What the task asks: Please find every line in the entries below that contains the string "following" and copy each such line out in full. Case counts, so only matches with identical capitalization qualify.

§ §

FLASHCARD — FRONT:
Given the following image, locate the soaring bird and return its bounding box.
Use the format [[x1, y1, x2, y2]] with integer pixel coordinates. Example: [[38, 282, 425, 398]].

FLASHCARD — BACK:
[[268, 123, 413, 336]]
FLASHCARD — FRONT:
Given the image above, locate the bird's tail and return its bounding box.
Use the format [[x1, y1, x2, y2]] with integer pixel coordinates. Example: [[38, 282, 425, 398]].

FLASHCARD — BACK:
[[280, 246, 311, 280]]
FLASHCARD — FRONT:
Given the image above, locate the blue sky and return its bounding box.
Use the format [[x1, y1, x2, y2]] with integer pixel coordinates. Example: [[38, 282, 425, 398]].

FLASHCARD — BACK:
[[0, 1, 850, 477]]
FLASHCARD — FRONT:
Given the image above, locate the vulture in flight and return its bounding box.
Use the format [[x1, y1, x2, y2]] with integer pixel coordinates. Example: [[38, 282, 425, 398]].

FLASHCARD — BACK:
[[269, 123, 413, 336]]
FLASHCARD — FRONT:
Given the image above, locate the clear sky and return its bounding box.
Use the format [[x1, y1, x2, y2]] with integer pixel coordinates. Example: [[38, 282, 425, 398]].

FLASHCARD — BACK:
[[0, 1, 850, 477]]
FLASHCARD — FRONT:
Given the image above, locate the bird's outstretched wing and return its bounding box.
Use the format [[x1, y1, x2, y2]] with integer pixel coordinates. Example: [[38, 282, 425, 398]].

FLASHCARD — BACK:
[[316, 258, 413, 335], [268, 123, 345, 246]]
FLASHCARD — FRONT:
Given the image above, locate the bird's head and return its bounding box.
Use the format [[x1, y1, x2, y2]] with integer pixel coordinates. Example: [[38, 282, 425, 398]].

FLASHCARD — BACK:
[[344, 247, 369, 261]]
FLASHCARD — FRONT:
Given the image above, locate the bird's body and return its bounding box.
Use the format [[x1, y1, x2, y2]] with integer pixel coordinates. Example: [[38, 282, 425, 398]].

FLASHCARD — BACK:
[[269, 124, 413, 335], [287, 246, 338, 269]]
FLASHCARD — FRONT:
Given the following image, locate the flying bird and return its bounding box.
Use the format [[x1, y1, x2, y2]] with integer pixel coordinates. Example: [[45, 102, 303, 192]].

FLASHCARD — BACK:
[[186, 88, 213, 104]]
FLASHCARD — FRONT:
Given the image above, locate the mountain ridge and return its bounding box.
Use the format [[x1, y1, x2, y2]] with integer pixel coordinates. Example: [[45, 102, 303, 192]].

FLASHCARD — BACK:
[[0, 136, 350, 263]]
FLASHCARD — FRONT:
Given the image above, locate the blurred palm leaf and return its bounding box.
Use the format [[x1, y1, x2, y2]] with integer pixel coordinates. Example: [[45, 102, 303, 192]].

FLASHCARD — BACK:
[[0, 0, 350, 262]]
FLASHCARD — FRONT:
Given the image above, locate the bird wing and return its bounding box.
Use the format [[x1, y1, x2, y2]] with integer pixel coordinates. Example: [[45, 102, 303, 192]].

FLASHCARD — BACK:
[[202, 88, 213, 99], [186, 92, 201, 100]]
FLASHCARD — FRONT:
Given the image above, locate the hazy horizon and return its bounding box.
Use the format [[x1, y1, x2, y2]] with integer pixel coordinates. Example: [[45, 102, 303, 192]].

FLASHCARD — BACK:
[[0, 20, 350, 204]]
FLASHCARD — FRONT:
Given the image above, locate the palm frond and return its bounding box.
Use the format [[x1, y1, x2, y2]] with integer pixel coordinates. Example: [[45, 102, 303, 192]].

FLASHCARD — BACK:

§ §

The result:
Given the following image, locate the soaring bird and return its bounding box.
Given the following image, locate the flying bird and return its bounding box.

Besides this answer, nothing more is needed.